В нашей стране Филипп Бласбанд, выходец из Ирана, живущий и работающий в Бельгии, известен прежде всего как киносценарист, в том числе — знаменитых «Порнографических связей» режиссера Фредерика Фонтейна. Фильмы, поставленные самим Бласбандом, в отечественном прокате не шли, и даже в Интернете их можно скачать разве что с субтитрами. Роман «Книга Рабиновичей» — первое издание Филиппа Бласбанда в России. Но фильмы, снятые по его сценариям, делают узнаваемым для зрителя-читателя и его литературный мир — та же суховатая сентиментальность, сдержанно-трагическая констатация фактов уходящей жизни, мужество повседневности.

Сама экспериментальная форма «Книги Рабиновичей» напоминает киносценарий или, скорее, основу для спектакля вербатим. Четыре поколения одной семьи, тринадцать фотографий, тринадцать монологов — и вся история ХХ века: от еврейских погромов в Российской империи до больных СПИДом в толерантной Бельгии.

- ИСХОДНЫЙ МАТЕРИАЛ -

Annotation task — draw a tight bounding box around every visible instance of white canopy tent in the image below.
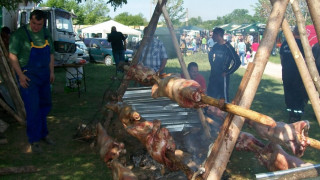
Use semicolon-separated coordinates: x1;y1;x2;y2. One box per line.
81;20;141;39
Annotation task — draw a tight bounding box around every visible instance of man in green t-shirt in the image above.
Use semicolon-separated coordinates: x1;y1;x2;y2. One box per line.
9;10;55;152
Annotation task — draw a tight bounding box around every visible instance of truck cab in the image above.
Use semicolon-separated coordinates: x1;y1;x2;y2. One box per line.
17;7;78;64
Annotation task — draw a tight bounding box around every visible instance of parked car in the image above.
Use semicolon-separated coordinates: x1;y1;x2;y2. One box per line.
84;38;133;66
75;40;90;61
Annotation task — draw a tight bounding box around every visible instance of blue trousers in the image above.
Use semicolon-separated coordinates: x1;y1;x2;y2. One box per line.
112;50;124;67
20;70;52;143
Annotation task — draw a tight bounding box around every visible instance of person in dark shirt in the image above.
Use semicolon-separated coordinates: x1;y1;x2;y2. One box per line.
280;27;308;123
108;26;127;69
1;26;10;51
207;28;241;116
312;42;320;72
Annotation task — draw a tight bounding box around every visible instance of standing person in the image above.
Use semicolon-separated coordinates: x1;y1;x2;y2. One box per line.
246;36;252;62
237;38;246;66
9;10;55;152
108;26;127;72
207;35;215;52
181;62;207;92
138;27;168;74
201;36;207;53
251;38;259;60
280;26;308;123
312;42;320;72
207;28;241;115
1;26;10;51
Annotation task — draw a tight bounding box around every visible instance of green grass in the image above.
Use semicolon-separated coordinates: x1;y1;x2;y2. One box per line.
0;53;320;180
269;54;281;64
* * *
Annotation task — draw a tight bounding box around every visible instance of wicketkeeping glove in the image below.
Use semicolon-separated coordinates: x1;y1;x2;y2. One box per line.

- ПИСЬМЕННОЕ ЗАДАНИЕ -
Продублируйте без изменений фрагмент текста о романе «Книга Рабиновичей», который открывается словами «В нашей стране» и завершается словами «жизни, мужество повседневности.».

- РЕЗУЛЬТАТ ВЫПОЛНЕНИЯ -
В нашей стране Филипп Бласбанд, выходец из Ирана, живущий и работающий в Бельгии, известен прежде всего как киносценарист, в том числе — знаменитых «Порнографических связей» режиссера Фредерика Фонтейна. Фильмы, поставленные самим Бласбандом, в отечественном прокате не шли, и даже в Интернете их можно скачать разве что с субтитрами. Роман «Книга Рабиновичей» — первое издание Филиппа Бласбанда в России. Но фильмы, снятые по его сценариям, делают узнаваемым для зрителя-читателя и его литературный мир — та же суховатая сентиментальность, сдержанно-трагическая констатация фактов уходящей жизни, мужество повседневности.